Activity: In the entries below, from the first line through the line that contains "positive clicks: (171, 256)", replace every "rough mask" with "coarse mask" and leave everything else unchanged. Reproduce only those lines, without the pictures.

Data for review:
__________________________________________________
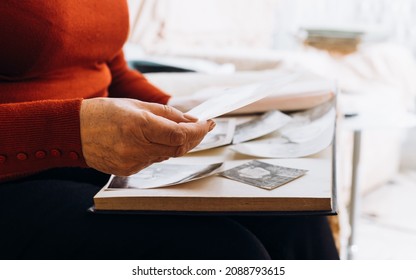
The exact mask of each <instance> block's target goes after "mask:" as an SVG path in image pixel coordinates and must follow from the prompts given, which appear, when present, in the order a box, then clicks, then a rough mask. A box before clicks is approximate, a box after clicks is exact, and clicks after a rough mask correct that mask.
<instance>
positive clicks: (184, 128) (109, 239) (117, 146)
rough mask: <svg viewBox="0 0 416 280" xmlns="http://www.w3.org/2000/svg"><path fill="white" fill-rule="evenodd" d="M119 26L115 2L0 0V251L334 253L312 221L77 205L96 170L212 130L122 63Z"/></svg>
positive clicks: (171, 256) (190, 257) (304, 254)
mask: <svg viewBox="0 0 416 280" xmlns="http://www.w3.org/2000/svg"><path fill="white" fill-rule="evenodd" d="M127 34H128V8H127V5H126V2H125V1H124V0H119V1H114V0H88V1H79V0H57V1H35V0H27V1H13V0H5V1H1V3H0V182H1V183H0V229H1V230H0V258H3V259H20V258H23V259H144V258H147V259H240V258H244V259H265V258H266V259H267V258H270V257H273V258H337V257H338V255H337V253H336V250H335V247H334V246H333V240H332V239H331V238H332V236H331V234H330V231H329V228H328V226H327V224H326V221H325V219H323V218H322V219H321V218H317V219H315V218H314V219H312V218H301V217H299V218H293V219H290V218H289V219H277V218H273V217H269V218H264V219H255V220H251V219H250V218H247V219H245V218H239V219H236V218H232V217H187V216H172V215H168V216H164V215H151V216H148V215H134V216H124V215H92V214H89V213H87V211H86V209H87V208H88V207H89V206H91V205H92V197H93V196H94V194H95V193H97V192H98V191H99V189H100V188H101V187H102V186H103V185H104V184H105V182H106V181H107V180H108V178H109V175H107V174H116V175H129V174H133V173H135V172H137V171H139V170H141V169H143V168H145V167H146V166H149V165H150V164H152V163H154V162H159V161H163V160H166V159H168V158H169V157H177V156H181V155H183V154H185V153H186V152H187V151H189V150H190V149H192V148H193V147H195V146H196V145H198V143H199V142H200V141H201V140H202V139H203V137H204V136H205V135H206V134H207V133H208V131H210V130H212V129H213V127H214V126H215V123H214V122H213V121H212V120H209V121H204V122H198V121H197V119H195V118H194V117H192V116H189V115H186V114H183V113H182V112H180V111H178V110H176V109H174V108H172V107H169V106H167V105H164V104H166V103H167V102H168V101H169V99H170V96H169V95H167V94H165V93H163V92H162V91H161V90H159V89H157V88H156V87H154V86H153V85H151V84H150V83H149V82H148V81H147V80H146V79H145V78H144V77H143V76H142V75H141V74H140V73H138V72H135V71H132V70H130V69H128V67H127V64H126V61H125V59H124V57H123V52H122V50H121V49H122V46H123V44H124V42H125V40H126V38H127ZM285 227H286V228H285ZM293 230H295V231H296V234H293ZM305 233H306V235H305ZM270 234H272V235H273V236H269V235H270ZM262 238H265V240H261V239H262ZM328 238H329V239H328ZM328 240H329V241H328ZM311 244H313V245H311ZM317 244H319V246H317Z"/></svg>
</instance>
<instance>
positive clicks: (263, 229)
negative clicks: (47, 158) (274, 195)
mask: <svg viewBox="0 0 416 280" xmlns="http://www.w3.org/2000/svg"><path fill="white" fill-rule="evenodd" d="M108 178H109V177H108V175H105V174H102V173H99V172H97V171H94V170H90V169H55V170H51V171H47V172H43V173H41V174H38V175H35V176H31V177H29V178H26V179H24V180H20V181H14V182H8V183H3V184H0V259H165V260H169V259H200V260H202V259H270V258H272V259H338V258H339V257H338V253H337V250H336V248H335V244H334V240H333V237H332V234H331V231H330V229H329V226H328V222H327V219H326V217H318V216H296V217H294V216H293V217H292V216H291V217H280V216H186V215H120V214H108V215H107V214H92V213H89V212H87V209H88V208H89V207H90V206H91V205H92V204H93V200H92V198H93V196H94V195H95V194H96V193H97V192H98V191H99V190H100V188H101V187H102V186H103V185H104V184H105V182H106V181H107V180H108Z"/></svg>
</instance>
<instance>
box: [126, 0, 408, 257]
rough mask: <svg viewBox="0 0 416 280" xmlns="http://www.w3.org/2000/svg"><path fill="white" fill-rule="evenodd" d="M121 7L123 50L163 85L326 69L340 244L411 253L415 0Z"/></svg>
mask: <svg viewBox="0 0 416 280" xmlns="http://www.w3.org/2000/svg"><path fill="white" fill-rule="evenodd" d="M129 8H130V14H131V15H130V22H131V32H130V37H129V42H128V44H127V45H126V47H125V53H126V57H127V59H128V60H129V61H130V63H131V65H132V67H135V68H136V69H139V70H141V71H142V72H144V73H146V75H147V77H148V78H149V79H150V80H151V81H152V82H154V83H155V84H157V85H158V86H159V87H161V88H162V89H164V90H166V91H167V92H169V93H171V94H177V95H182V94H191V93H193V92H194V91H196V90H198V89H201V88H204V87H208V86H213V85H237V84H241V83H247V82H253V81H258V80H262V79H264V77H268V75H270V73H274V72H279V71H308V72H310V73H312V74H313V75H316V76H319V77H321V78H323V79H328V80H334V81H336V83H337V85H338V89H339V95H338V105H339V112H340V116H341V120H340V125H339V131H338V134H339V137H338V141H339V142H340V143H339V145H338V147H339V148H338V153H339V157H338V159H339V164H338V165H339V172H338V174H339V184H338V192H339V204H340V210H339V215H338V218H339V221H338V223H339V224H338V226H339V228H338V229H336V230H335V231H336V232H337V234H336V236H337V241H338V242H339V246H340V251H341V256H342V258H343V259H347V258H348V259H416V219H415V218H414V217H413V214H414V213H416V203H414V199H416V148H415V145H414V144H413V143H415V142H416V129H415V128H414V127H415V121H414V110H415V102H416V100H415V97H416V62H415V55H416V29H415V28H414V26H415V25H416V17H415V16H414V15H416V0H400V1H394V0H337V1H333V0H332V1H331V0H129ZM183 72H185V73H183ZM357 178H358V179H357ZM355 179H357V180H356V181H354V180H355ZM354 182H355V185H354ZM352 185H354V189H356V190H357V193H358V195H357V196H356V197H352V198H351V188H352ZM351 200H354V201H353V204H354V205H355V206H356V207H355V209H354V211H352V209H351ZM354 215H356V216H355V218H356V219H355V220H354V221H353V227H351V217H352V216H354ZM351 236H353V240H351Z"/></svg>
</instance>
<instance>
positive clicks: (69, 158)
mask: <svg viewBox="0 0 416 280" xmlns="http://www.w3.org/2000/svg"><path fill="white" fill-rule="evenodd" d="M81 102H82V99H73V100H45V101H36V102H25V103H12V104H1V105H0V135H1V136H0V180H1V178H2V177H3V178H5V177H7V175H9V176H10V175H11V174H14V176H13V177H16V174H20V173H21V174H27V173H35V172H38V171H43V170H46V169H50V168H54V167H87V165H86V163H85V160H84V157H83V154H82V145H81V136H80V121H79V118H80V117H79V111H80V107H81Z"/></svg>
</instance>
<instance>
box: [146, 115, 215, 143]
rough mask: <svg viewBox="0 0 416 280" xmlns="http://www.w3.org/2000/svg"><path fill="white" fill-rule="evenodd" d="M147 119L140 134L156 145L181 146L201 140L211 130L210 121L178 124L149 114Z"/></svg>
mask: <svg viewBox="0 0 416 280" xmlns="http://www.w3.org/2000/svg"><path fill="white" fill-rule="evenodd" d="M147 117H148V118H147V122H146V123H145V125H143V126H142V127H141V132H142V133H143V136H144V137H145V139H146V140H147V141H149V142H151V143H156V144H162V145H168V146H181V145H184V144H185V143H187V142H193V141H198V140H202V139H203V138H204V136H205V135H206V134H207V133H208V131H209V130H210V129H212V121H204V122H197V123H179V124H178V123H175V122H173V121H171V120H168V119H165V118H162V117H158V116H155V115H151V114H149V115H148V116H147Z"/></svg>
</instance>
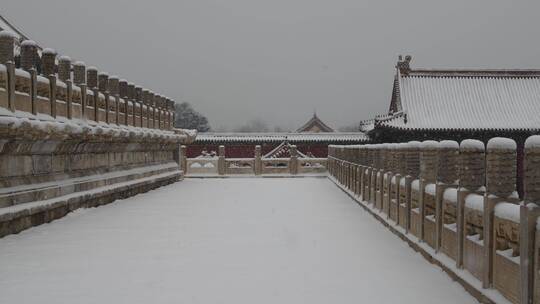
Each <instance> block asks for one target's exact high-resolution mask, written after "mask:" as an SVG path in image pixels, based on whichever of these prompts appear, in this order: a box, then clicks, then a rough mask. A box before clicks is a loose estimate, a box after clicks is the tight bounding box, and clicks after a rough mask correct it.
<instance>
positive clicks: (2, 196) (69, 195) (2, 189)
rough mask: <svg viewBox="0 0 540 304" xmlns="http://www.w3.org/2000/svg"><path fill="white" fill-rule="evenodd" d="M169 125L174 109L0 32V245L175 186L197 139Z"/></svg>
mask: <svg viewBox="0 0 540 304" xmlns="http://www.w3.org/2000/svg"><path fill="white" fill-rule="evenodd" d="M15 62H17V64H15ZM173 121H174V102H173V101H172V100H170V99H168V98H166V97H163V96H161V95H157V94H154V93H152V92H151V91H149V90H146V89H142V88H141V87H138V86H135V85H134V84H132V83H128V82H127V81H125V80H119V79H118V77H115V76H111V77H109V76H108V75H107V74H106V73H98V71H97V69H95V68H88V69H86V67H85V65H84V63H82V62H75V63H72V62H71V59H69V58H68V57H66V56H61V57H59V58H57V56H56V53H55V52H54V51H53V50H51V49H44V50H42V51H39V50H38V48H37V46H36V44H35V43H34V42H32V41H23V42H22V43H21V45H20V54H19V55H15V54H14V37H13V35H11V34H10V33H8V32H0V237H2V236H4V235H7V234H12V233H17V232H19V231H22V230H24V229H27V228H29V227H32V226H36V225H39V224H42V223H46V222H49V221H52V220H54V219H57V218H60V217H62V216H64V215H65V214H67V213H68V212H70V211H72V210H75V209H77V208H80V207H91V206H98V205H101V204H105V203H109V202H112V201H114V200H115V199H117V198H124V197H128V196H131V195H135V194H137V193H139V192H144V191H148V190H149V189H152V188H156V187H159V186H161V185H164V184H168V183H172V182H175V181H178V180H179V179H181V178H182V176H183V175H182V172H181V171H180V168H179V148H180V145H181V144H183V143H184V144H185V143H189V142H190V141H192V140H193V138H194V136H195V134H194V133H191V132H186V131H182V130H175V129H173V127H172V126H173Z"/></svg>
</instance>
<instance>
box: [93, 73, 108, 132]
mask: <svg viewBox="0 0 540 304" xmlns="http://www.w3.org/2000/svg"><path fill="white" fill-rule="evenodd" d="M108 86H109V74H107V73H103V72H102V73H99V75H98V89H99V91H100V92H101V93H102V94H103V96H105V122H106V123H109V92H108ZM97 100H99V95H98V99H97ZM98 115H99V110H98ZM96 121H98V120H97V119H96Z"/></svg>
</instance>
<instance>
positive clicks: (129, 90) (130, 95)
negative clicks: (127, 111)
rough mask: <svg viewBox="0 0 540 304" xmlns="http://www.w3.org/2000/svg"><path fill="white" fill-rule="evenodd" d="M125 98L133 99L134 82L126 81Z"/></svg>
mask: <svg viewBox="0 0 540 304" xmlns="http://www.w3.org/2000/svg"><path fill="white" fill-rule="evenodd" d="M127 98H128V99H129V100H133V99H135V84H134V83H132V82H129V83H128V88H127Z"/></svg>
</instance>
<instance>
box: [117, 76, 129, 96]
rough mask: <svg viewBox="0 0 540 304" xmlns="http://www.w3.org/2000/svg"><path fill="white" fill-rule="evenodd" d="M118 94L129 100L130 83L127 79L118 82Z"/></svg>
mask: <svg viewBox="0 0 540 304" xmlns="http://www.w3.org/2000/svg"><path fill="white" fill-rule="evenodd" d="M118 93H119V94H120V97H122V98H124V99H126V98H128V82H127V80H125V79H121V80H120V81H119V82H118Z"/></svg>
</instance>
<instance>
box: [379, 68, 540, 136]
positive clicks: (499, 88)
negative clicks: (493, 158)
mask: <svg viewBox="0 0 540 304" xmlns="http://www.w3.org/2000/svg"><path fill="white" fill-rule="evenodd" d="M396 81H397V84H396V83H395V85H394V91H393V94H392V102H391V105H390V114H389V115H388V116H384V117H378V118H376V124H377V125H382V126H389V127H396V128H402V129H499V130H501V129H507V130H517V129H525V130H538V129H540V70H427V69H416V70H413V69H405V70H403V69H400V68H399V64H398V69H397V75H396Z"/></svg>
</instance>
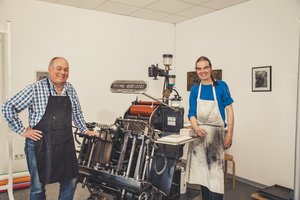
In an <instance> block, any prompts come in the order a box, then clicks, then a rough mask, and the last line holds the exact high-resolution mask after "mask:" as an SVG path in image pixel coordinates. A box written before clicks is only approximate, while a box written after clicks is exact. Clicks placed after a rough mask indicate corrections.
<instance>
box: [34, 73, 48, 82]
mask: <svg viewBox="0 0 300 200" xmlns="http://www.w3.org/2000/svg"><path fill="white" fill-rule="evenodd" d="M44 78H48V72H47V71H43V72H42V71H37V72H36V81H39V80H42V79H44Z"/></svg>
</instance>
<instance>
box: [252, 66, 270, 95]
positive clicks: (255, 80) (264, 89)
mask: <svg viewBox="0 0 300 200" xmlns="http://www.w3.org/2000/svg"><path fill="white" fill-rule="evenodd" d="M271 91H272V66H261V67H252V92H271Z"/></svg>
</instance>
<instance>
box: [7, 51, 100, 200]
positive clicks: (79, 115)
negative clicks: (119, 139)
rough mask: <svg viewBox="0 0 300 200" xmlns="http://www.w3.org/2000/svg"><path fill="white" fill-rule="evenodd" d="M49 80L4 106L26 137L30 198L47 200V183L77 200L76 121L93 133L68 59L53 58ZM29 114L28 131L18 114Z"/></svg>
__________________________________________________
Exercise answer:
The exact mask of each <instance> block's target goes after "mask:" as an SVG path in image pixel coordinates and must follow from the prompts given, which appear, when present, in the order a box, then clicks, then a coarse mask. A box before clicks is approximate, a box after clicks is exact, and clicks after a coarse mask correct that mask.
<instance>
positive clicks: (184, 128) (109, 239) (117, 146)
coarse mask: <svg viewBox="0 0 416 280" xmlns="http://www.w3.org/2000/svg"><path fill="white" fill-rule="evenodd" d="M119 26L115 2L0 0V251L334 253L312 221L77 205L96 170L212 130L122 63Z"/></svg>
positive clicks: (171, 256) (190, 257) (304, 254)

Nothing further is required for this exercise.